*To do*. Put every line below into a Markdown table with the columns No. and Text, numbering the rows in order and skipping blank lines. Leave the pictures out.
__________________________________________________
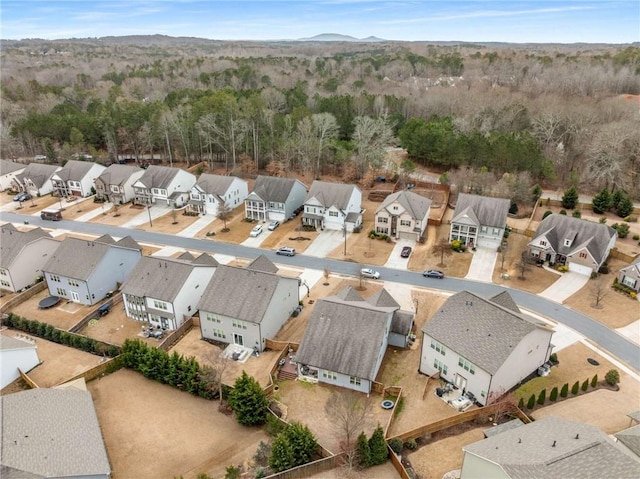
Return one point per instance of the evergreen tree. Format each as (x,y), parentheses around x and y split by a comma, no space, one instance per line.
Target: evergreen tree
(248,401)
(378,447)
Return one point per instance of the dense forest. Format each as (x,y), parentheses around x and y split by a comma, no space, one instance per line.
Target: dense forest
(557,115)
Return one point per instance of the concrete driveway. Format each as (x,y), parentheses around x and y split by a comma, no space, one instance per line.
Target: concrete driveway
(325,243)
(482,264)
(395,260)
(569,283)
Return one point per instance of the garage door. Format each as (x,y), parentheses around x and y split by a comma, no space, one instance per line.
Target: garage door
(578,268)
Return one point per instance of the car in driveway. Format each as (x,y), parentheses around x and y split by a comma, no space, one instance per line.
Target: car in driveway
(255,231)
(433,273)
(273,225)
(369,273)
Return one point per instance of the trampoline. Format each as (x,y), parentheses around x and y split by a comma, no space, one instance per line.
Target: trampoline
(48,302)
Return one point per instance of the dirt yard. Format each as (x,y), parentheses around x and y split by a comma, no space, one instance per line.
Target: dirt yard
(202,440)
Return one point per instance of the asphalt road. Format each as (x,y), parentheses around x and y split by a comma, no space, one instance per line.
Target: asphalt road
(608,339)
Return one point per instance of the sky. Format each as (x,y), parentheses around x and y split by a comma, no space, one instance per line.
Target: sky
(538,21)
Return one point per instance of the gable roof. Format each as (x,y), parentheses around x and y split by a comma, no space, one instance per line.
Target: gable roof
(74,170)
(583,234)
(417,206)
(555,447)
(38,173)
(483,331)
(215,184)
(52,433)
(12,242)
(272,188)
(118,174)
(486,210)
(240,293)
(331,194)
(158,277)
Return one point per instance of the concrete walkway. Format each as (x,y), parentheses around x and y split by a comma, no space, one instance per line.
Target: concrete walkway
(482,264)
(568,284)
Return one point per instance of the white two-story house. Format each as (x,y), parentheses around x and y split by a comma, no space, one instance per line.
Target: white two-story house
(274,198)
(164,185)
(403,215)
(211,191)
(115,184)
(76,178)
(333,206)
(164,291)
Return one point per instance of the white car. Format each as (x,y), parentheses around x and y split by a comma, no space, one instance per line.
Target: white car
(369,273)
(256,230)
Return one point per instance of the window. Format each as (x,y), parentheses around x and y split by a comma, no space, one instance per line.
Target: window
(329,375)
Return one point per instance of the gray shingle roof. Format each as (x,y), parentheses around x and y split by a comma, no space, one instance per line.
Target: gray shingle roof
(594,236)
(52,433)
(580,450)
(12,242)
(117,174)
(482,331)
(331,194)
(74,170)
(272,188)
(488,211)
(240,293)
(38,173)
(417,206)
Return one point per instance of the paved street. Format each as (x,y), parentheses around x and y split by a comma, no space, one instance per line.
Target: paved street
(608,339)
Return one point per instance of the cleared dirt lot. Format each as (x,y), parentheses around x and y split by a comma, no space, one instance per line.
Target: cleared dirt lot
(153,430)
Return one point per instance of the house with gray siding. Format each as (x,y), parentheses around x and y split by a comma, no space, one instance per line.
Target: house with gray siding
(479,220)
(23,255)
(630,275)
(165,291)
(247,306)
(76,178)
(403,215)
(483,346)
(211,191)
(333,206)
(550,447)
(346,339)
(274,198)
(115,184)
(580,244)
(86,271)
(52,433)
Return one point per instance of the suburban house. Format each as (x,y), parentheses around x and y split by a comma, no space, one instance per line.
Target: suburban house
__________________________________________________
*Task solution*.
| No. | Text |
|---|---|
| 1 | Return one point per instance of the evergreen tree. Format each as (x,y), parentheses around x and y split by a comma, no space, one instance per line. |
| 2 | Target: evergreen tree |
| 3 | (248,401) |
| 4 | (378,447) |
| 5 | Return one point per instance of the dense forest. Format each as (x,y), parentheses around x and y split by a comma, no space, one instance per line. |
| 6 | Target: dense forest |
| 7 | (557,115) |
| 8 | Return one point per instance of the concrete driveway. Format each as (x,y), parentheses around x and y split by a comma, no space, one instance per line. |
| 9 | Target: concrete driveway |
| 10 | (325,243) |
| 11 | (482,264) |
| 12 | (395,260) |
| 13 | (569,283) |
| 14 | Return one point per instance of the garage door. Format each as (x,y), parentheses around x and y split by a comma, no space, one instance per line. |
| 15 | Target: garage door |
| 16 | (578,268) |
| 17 | Return one point per instance of the car in driveway. Format each as (x,y), parentheses around x and y split by a comma, no space, one instance per line. |
| 18 | Target: car in driveway |
| 19 | (255,231) |
| 20 | (433,273) |
| 21 | (273,225) |
| 22 | (369,273) |
| 23 | Return one point per instance of the trampoline. Format each as (x,y), parentheses around x and y split by a comma, no space, one instance per line. |
| 24 | Target: trampoline |
| 25 | (48,302) |
| 26 | Return one point per instance of the dirt yard. Format each as (x,y), parentheses around x and y split by a comma, no space, one instance per line. |
| 27 | Target: dirt yard |
| 28 | (202,440) |
| 29 | Return one point per instance of the asphalt road. Format each as (x,y), parentheses around x and y split by a comma, no space, one instance per line. |
| 30 | Target: asphalt road |
| 31 | (608,339) |
| 32 | Return one point per instance of the sky. Format each as (x,y), parentheses around x and y split by a comma, no space, one instance per line. |
| 33 | Target: sky |
| 34 | (538,21) |
| 35 | Return one point per instance of the gable roof. Format each as (x,y), parentheses around x and y split by a comma, no space, one instance per line. |
| 36 | Target: gable roof |
| 37 | (74,170) |
| 38 | (583,234) |
| 39 | (417,206) |
| 40 | (555,447) |
| 41 | (38,173) |
| 42 | (483,331) |
| 43 | (215,184) |
| 44 | (52,433) |
| 45 | (12,242) |
| 46 | (272,188) |
| 47 | (118,174) |
| 48 | (486,210) |
| 49 | (240,293) |
| 50 | (331,194) |
| 51 | (158,277) |
| 52 | Return one point per instance of the concrete walkway. Format each as (x,y), parentheses around x and y split by a comma, no space, one instance per line. |
| 53 | Target: concrete walkway |
| 54 | (482,264) |
| 55 | (568,284) |
| 56 | Return one point per instance of the white two-story house. Format each as (x,y), parentheses around x and y split by a comma, no space, one instance per line. |
| 57 | Target: white two-story house |
| 58 | (274,198) |
| 59 | (164,185) |
| 60 | (403,215) |
| 61 | (211,191) |
| 62 | (115,184) |
| 63 | (76,178) |
| 64 | (333,206) |
| 65 | (164,291) |
| 66 | Return one point per instance of the white car. Format each as (x,y), parentheses around x and y split by a comma, no space, one instance per line. |
| 67 | Target: white car |
| 68 | (369,273) |
| 69 | (256,230) |
| 70 | Return one point per instance of the window. Format each as (x,y), parentheses around x and y split by a comma, no space, one instance per line. |
| 71 | Target: window |
| 72 | (329,375) |
| 73 | Return one point per instance of the gray shingle roof. Format each as (x,y), parentheses around x and y split by a comma, no space, one instance per line. |
| 74 | Target: gray shingle roof |
| 75 | (594,236) |
| 76 | (52,433) |
| 77 | (580,450) |
| 78 | (12,242) |
| 79 | (117,174) |
| 80 | (482,331) |
| 81 | (331,194) |
| 82 | (74,170) |
| 83 | (272,188) |
| 84 | (488,211) |
| 85 | (240,293) |
| 86 | (38,173) |
| 87 | (417,206) |
| 88 | Return one point per instance of the paved street. Format each as (x,y), parentheses around x and y split by a comma, no space, one instance per line. |
| 89 | Target: paved street |
| 90 | (608,339) |
| 91 | Return one point per instance of the cleared dirt lot. Format each as (x,y), parentheses around x and y split by a comma, no space, one instance per line. |
| 92 | Target: cleared dirt lot |
| 93 | (153,430) |
| 94 | Return one point per instance of the house with gray siding. Format each as (x,y), parentheses around x and y split by a comma, no space, one instance per line. |
| 95 | Target: house with gray siding |
| 96 | (479,220) |
| 97 | (23,255) |
| 98 | (630,275) |
| 99 | (165,291) |
| 100 | (247,306) |
| 101 | (76,178) |
| 102 | (403,215) |
| 103 | (483,346) |
| 104 | (211,191) |
| 105 | (333,206) |
| 106 | (550,447) |
| 107 | (346,339) |
| 108 | (274,198) |
| 109 | (115,184) |
| 110 | (580,244) |
| 111 | (86,271) |
| 112 | (52,433) |
| 113 | Return one point per instance of the suburban house. Format each as (x,y), parentheses around x and y split by a comma, no space, one instance per line. |
| 114 | Target: suburban house |